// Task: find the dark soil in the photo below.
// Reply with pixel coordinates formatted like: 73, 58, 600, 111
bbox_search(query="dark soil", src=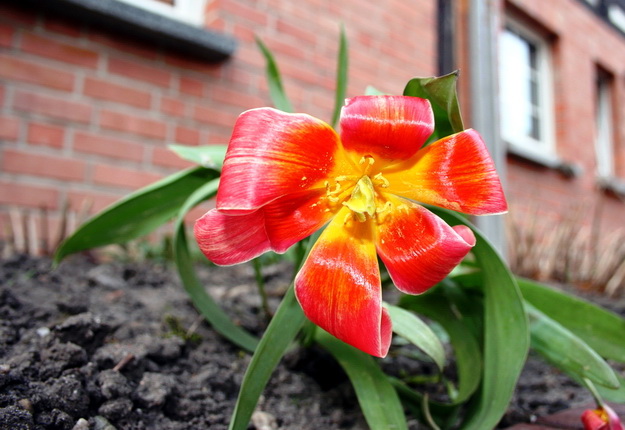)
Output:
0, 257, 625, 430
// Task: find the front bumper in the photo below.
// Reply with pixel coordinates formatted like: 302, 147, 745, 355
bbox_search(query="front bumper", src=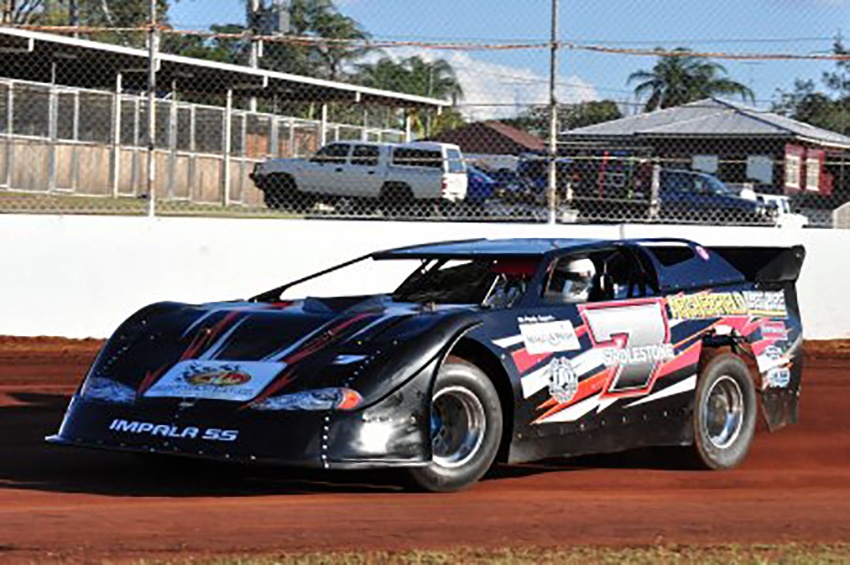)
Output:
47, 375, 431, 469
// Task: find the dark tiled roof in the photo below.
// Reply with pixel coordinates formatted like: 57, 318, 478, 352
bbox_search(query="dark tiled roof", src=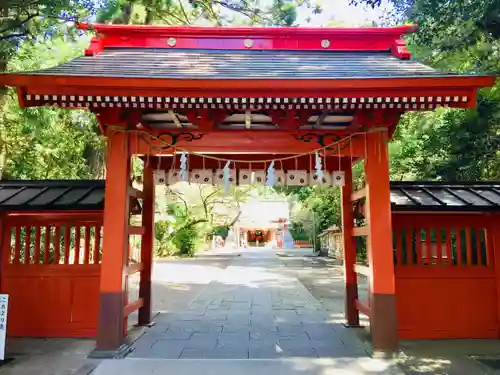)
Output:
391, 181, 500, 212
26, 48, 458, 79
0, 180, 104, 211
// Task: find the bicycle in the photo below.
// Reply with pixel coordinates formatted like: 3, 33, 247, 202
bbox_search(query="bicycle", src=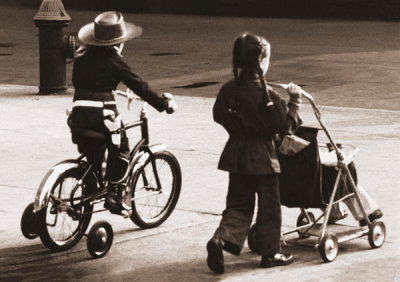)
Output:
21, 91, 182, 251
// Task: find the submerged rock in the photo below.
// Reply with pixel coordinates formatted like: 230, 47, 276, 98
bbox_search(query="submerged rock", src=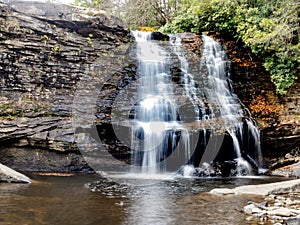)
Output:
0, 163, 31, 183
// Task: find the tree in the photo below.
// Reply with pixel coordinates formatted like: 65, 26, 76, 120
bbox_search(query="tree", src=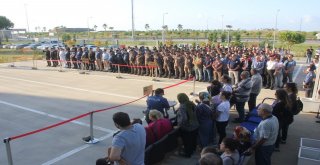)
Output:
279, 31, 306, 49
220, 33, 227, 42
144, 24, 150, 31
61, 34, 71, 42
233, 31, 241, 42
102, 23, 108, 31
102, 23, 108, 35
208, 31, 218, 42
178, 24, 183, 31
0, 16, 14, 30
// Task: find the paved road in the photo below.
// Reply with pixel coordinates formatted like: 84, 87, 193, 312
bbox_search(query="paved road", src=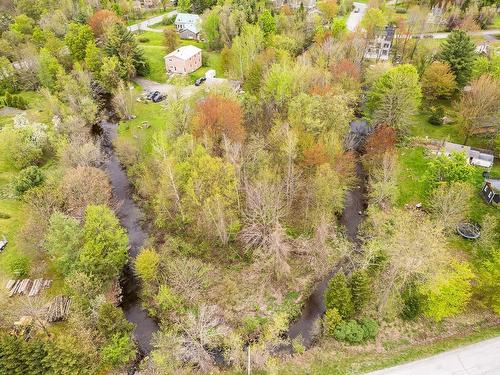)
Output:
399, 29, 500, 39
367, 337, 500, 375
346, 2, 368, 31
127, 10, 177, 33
_ _ _
• Short exercise: From the records above, pull out each line that contains the string "formatted". Copy only those lines, and count a match only when its case is the same.

• Worked solution:
// Reply with pixel coordinates formatted like: 73, 58, 600, 111
// Reply with pixel coordinates formatted like: 302, 147, 745, 355
// Reply with pixel coordinates formatted like: 57, 318, 478, 352
// Reply with pixel coordinates formatted like: 3, 33, 247, 202
// Reply with pixel coordinates formatted like: 230, 47, 276, 98
// Reply with pixel coordinates formatted like: 65, 26, 76, 120
// Reply with pixel coordinates formatted like: 84, 87, 193, 312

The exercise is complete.